**Document extract**
BEGIN
Lemme tell you what I have been through these 7months, I am on risperdone, my balance is a little terrible, I am 6 inches away from you looking at the computer because the medicine tampers with eyesight. One thing about this old trailer I live in with my parents, heat authority goes to my mother, and I only care about getting warm. I now have to sleep in the living room because my mother wants to keep her menapausal self wants to stay cold.
Anyway I am getting this borderline disorder vibes. I will say something to my mom, she takes it the wrong way. She makes these stupid threats and herr ass is into a tight. My sister tried to tell me oh so long ago.....and Samantha asks herself why...as she always has been. I am autistic, not retarded, and I have passive personality. Let it go, I just have to let it go..... ohhhhhmmmmmmmmm! yes that means that I need you.
Baths....my wall buddies, observe my entire daily routines, anyway, like I told you I am autistic, and it's very endearing to have wall buddies when certain things go on. My cousin was getting rid of her oldsmobile. Since that time, she laughs because the car would be mostly for me to drive and do whatever else, job, college. goodwill ambassator....anyway, anyway, everyone says she's jealous of me. Why be jealous? What is there to be jealous of, I learned now :) I am not retarded just autistic, which makes me feel wonderful. I understand I am in a non-conventional enviroment. Which isn't
a cup of tea. Especially with bath tactics. I am sorry, but I am not going to freeze my ass off in a cold house. When it's cold outside and inside a home. okay old rusty shack of an old house. I was thinking of one of these old trailors people want to get rid of, and if there is any old trailers that you have, I would love to have it. I hate begging, it's time to get out of the fetal stance and time to make a difference in my life. I have been praying psalms 4 which is a evening prayer for help. I like the words to it. and there is another one psalms 37 for you know talking to public. I got a few little tasks that I need to do. I appreciate all you done for me. Especially the neighbors, candace's across the woods,
the kind people who show their love. I pray when all is over soon, broadcasting network stations are just make me feel better, even the president..
END
[Region descriptions in natural language]
BEGIN
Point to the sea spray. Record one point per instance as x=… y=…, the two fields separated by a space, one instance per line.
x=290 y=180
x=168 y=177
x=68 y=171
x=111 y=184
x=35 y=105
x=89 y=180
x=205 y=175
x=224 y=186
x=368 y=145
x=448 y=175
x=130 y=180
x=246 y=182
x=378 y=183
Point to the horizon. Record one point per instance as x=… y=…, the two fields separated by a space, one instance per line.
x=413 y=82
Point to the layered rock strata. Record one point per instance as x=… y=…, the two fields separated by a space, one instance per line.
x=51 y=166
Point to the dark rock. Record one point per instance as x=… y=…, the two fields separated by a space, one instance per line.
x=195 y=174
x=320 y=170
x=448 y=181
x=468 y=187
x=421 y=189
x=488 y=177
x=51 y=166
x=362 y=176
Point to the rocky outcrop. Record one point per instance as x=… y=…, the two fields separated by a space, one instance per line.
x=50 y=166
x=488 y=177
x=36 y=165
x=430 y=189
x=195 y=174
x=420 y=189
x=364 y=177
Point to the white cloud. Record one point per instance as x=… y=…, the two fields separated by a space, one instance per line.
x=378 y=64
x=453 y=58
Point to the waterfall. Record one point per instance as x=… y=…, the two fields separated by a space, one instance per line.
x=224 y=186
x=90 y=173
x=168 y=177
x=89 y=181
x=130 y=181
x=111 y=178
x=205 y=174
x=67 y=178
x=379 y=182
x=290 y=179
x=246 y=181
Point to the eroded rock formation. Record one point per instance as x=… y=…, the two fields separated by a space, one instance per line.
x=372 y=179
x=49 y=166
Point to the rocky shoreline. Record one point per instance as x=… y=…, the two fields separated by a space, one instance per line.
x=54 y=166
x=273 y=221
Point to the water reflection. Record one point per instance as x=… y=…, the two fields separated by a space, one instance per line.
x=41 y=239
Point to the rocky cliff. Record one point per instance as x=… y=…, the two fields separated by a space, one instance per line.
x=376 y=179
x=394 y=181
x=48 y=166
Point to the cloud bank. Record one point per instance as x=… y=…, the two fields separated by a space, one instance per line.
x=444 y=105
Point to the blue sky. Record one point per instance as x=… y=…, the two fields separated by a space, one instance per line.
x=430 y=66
END
**Exercise brief**
Can you carry on the personal post about living in a cold trailer, starting right after its last sentence? This data is separate material with no connection to the personal post about living in a cold trailer.

**Result**
My words about the president...you are not a selfish man i have seen so much good in you through
out these years that you have been in office. What i most respect about you is that you speak to the small people...I hope some recognition from your office that can be shown as well as the democrat party, they have great ideas, as well as independants, so keep that .....Oh what the heck God bless you and I hope the easterbunny would bring me a not so expensive trailer with all proper working things. I hope that I am not being too "selfish" anyway. I could help myself. Thank you Mr,. Bush thank you. BTW let there be a few austere in there fully equipped with you know..all those good things, After all is done, I want a house, moderately small on Lake Martin, I can see it now, meditation sitting near the shore and enjoying the peace and quiet, feeling likea million dollars. Thank you Mr. Bush if you could do this for me. I still want that position as good will ambassator. Thank you Bush Love you .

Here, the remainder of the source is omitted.